## begin Stored rows

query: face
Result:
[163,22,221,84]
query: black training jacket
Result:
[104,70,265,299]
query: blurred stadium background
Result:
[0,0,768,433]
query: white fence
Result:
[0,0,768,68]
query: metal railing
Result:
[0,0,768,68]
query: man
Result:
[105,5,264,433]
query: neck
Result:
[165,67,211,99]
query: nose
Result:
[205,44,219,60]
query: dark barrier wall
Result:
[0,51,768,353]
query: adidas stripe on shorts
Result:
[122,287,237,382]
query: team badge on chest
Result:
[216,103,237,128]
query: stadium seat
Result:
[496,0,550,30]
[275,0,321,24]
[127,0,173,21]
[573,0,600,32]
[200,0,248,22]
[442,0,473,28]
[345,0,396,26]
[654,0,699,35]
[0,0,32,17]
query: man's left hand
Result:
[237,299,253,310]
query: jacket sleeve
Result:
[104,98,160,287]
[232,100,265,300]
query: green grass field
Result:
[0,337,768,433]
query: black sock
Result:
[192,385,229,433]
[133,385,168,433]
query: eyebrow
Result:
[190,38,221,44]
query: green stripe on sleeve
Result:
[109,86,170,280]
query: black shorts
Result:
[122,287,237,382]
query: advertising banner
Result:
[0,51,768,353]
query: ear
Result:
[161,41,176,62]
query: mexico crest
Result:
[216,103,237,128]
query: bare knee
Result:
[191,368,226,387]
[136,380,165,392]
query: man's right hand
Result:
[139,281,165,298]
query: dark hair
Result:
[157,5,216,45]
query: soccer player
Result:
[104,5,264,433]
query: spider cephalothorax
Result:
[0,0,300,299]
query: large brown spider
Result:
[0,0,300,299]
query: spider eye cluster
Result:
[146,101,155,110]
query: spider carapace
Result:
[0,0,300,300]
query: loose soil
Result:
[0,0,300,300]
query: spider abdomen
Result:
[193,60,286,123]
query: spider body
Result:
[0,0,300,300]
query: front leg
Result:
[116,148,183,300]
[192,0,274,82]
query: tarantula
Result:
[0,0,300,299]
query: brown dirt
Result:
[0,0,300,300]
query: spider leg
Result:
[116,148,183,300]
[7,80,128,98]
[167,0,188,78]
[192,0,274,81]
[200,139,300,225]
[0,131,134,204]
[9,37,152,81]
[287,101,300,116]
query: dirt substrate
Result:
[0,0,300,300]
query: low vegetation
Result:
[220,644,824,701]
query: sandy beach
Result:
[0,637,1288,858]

## end Stored rows

Problem requirements> Could you retype all of the material above line for line, with nothing changed?

Exercise output>
query: face
Result:
[163,22,221,84]
query: black training jacket
Result:
[104,70,265,299]
query: blurred stadium background
Result:
[0,0,768,433]
query: white fence
Result:
[0,0,768,68]
query: metal railing
Result:
[0,0,768,68]
query: man
Result:
[105,5,264,433]
query: neck
Result:
[165,67,211,99]
query: nose
Result:
[205,44,219,60]
query: dark barrier wall
Result:
[0,51,768,353]
query: adidas stripe on shorts
Result:
[122,287,237,382]
query: team badge on chest
Result:
[216,103,237,128]
query: stadium seat
Result:
[496,0,550,30]
[275,0,321,24]
[127,0,173,21]
[573,0,600,32]
[200,0,248,22]
[442,0,473,28]
[345,0,396,26]
[654,0,699,35]
[0,0,32,17]
query: man's left hand
Result:
[237,299,253,310]
query: jacket sleeve
Result:
[104,98,160,287]
[232,100,265,300]
query: green grass field
Result:
[0,337,768,433]
query: black sock
Result:
[192,385,229,433]
[133,385,168,433]
query: eyebrow
Result:
[190,38,221,44]
query: green stripe on sleeve
Result:
[109,86,170,280]
query: black shorts
Result:
[122,287,237,382]
query: advertising banner
Result:
[0,51,768,353]
query: ear
Result:
[161,41,176,62]
query: mexico crest
Result:
[216,103,237,128]
query: bare knee
Result:
[191,368,226,387]
[136,380,165,392]
query: man's right hand
Result:
[139,281,165,298]
query: dark hair
Result:
[157,5,216,45]
query: soccer player
Result:
[104,5,264,433]
query: spider cephalothorax
Result:
[0,0,300,299]
query: large brown spider
Result:
[0,0,300,299]
query: spider eye cluster
Result:
[146,101,155,110]
query: spider carapace
Result:
[0,0,300,300]
query: loose soil
Result:
[0,0,300,300]
query: spider abdomen
Result:
[193,60,286,123]
query: spider body
Result:
[0,0,300,300]
query: front leg
Result:
[116,148,183,300]
[192,0,274,82]
query: tarantula
Result:
[0,0,300,299]
query: brown dirt
Result:
[0,0,300,300]
query: spider leg
Result:
[116,148,183,300]
[7,80,128,98]
[167,0,188,78]
[192,0,274,81]
[200,139,300,225]
[0,131,134,204]
[9,37,152,81]
[287,101,300,116]
query: dirt substrate
Result:
[0,0,300,300]
query: low vegetation
Result:
[220,644,824,701]
query: sandy beach
Result:
[0,637,1288,858]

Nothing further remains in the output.